_The data:_
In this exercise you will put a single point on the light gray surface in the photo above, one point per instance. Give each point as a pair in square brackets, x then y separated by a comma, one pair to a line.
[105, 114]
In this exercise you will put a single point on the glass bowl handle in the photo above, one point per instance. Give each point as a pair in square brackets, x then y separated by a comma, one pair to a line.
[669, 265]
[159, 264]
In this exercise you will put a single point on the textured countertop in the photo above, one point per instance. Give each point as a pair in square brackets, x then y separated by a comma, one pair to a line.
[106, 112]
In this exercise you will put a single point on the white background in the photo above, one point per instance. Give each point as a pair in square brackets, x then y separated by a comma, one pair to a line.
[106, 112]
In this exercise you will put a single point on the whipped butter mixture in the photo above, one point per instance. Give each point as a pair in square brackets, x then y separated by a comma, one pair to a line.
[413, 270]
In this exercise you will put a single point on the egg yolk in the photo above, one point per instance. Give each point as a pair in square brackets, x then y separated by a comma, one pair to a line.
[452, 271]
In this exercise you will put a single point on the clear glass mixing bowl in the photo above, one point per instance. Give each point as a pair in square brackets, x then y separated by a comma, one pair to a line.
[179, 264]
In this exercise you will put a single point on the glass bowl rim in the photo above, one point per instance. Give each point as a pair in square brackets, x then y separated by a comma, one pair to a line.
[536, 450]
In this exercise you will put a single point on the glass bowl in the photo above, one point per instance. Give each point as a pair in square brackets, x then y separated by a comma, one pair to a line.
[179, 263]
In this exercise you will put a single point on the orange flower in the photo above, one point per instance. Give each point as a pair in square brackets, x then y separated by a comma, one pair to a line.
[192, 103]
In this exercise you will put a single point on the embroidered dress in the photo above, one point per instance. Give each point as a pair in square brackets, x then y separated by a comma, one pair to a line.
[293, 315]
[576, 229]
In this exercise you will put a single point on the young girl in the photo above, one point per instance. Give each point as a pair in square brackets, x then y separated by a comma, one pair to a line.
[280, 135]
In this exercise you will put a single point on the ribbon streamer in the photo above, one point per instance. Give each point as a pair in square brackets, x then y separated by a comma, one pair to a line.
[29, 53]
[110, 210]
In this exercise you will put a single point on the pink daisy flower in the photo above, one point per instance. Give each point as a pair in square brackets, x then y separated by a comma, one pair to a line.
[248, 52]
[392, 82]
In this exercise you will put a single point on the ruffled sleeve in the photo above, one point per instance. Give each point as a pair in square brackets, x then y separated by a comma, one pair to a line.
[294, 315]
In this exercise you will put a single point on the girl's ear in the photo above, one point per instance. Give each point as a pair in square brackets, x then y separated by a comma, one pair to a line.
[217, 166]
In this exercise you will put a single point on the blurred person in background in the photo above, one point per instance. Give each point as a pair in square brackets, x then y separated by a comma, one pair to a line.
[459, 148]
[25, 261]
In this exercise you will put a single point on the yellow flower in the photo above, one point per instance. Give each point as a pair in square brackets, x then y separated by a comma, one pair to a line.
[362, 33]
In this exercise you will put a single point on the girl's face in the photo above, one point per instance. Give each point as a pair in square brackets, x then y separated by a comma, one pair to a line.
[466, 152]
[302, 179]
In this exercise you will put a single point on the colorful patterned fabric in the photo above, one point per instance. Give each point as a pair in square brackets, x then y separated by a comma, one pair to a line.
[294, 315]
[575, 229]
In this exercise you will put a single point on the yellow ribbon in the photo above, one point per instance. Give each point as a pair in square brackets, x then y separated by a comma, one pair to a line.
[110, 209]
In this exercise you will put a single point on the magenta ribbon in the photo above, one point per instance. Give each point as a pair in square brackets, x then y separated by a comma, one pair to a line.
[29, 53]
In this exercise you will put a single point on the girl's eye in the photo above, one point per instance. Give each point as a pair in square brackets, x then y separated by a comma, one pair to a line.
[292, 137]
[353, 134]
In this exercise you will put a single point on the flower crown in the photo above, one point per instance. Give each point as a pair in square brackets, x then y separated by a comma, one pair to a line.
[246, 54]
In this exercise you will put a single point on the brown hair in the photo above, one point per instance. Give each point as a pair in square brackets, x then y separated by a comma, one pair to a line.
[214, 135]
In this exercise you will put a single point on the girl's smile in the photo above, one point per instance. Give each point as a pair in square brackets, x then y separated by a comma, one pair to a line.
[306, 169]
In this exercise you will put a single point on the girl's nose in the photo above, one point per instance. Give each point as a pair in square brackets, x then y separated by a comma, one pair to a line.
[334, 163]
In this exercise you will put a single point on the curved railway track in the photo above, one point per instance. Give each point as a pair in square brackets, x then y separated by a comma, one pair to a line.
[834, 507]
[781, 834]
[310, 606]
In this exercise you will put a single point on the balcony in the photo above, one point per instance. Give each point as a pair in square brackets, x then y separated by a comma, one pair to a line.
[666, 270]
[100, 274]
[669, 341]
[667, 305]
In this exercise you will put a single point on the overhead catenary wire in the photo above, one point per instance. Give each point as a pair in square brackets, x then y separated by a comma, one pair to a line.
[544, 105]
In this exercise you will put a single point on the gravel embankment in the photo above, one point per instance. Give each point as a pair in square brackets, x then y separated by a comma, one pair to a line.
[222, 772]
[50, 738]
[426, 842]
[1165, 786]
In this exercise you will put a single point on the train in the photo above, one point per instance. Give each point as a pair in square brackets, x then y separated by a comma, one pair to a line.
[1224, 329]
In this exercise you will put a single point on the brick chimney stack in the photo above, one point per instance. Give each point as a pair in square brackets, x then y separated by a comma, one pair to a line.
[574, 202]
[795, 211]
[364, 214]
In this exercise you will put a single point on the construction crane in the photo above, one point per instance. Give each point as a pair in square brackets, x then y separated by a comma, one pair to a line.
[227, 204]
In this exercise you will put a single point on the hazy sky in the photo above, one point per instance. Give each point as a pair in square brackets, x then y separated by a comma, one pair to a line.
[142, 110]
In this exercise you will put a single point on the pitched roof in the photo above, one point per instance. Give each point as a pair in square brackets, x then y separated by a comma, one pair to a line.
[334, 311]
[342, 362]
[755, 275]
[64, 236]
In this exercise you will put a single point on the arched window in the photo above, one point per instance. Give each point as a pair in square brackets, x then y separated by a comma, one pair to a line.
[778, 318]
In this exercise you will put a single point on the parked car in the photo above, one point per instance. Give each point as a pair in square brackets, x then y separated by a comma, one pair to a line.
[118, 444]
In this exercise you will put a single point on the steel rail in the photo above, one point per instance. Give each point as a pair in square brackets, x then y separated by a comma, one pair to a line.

_Short exercise:_ Retype exactly, please, each line from the line that contains "on the arched" through the last line of the entries above, with nothing added.

_Exercise result:_
In this exercise you will put a single point on the arched window in the photo above, one point per instance. Give each point as a pair in square brackets, x then y separated by a comma, one pair to a line.
[778, 318]
In this exercise you will put a single point on the parked car in the photo above, one point per instance. Give each point as a pair in square brackets, x then y separated by a comma, one pair to a line.
[118, 444]
In this exercise you will put a single point on the steel rail in the photo above, one point per instance. Give each point as a pair in square brackets, x then y separated by a comma, one pair to a line.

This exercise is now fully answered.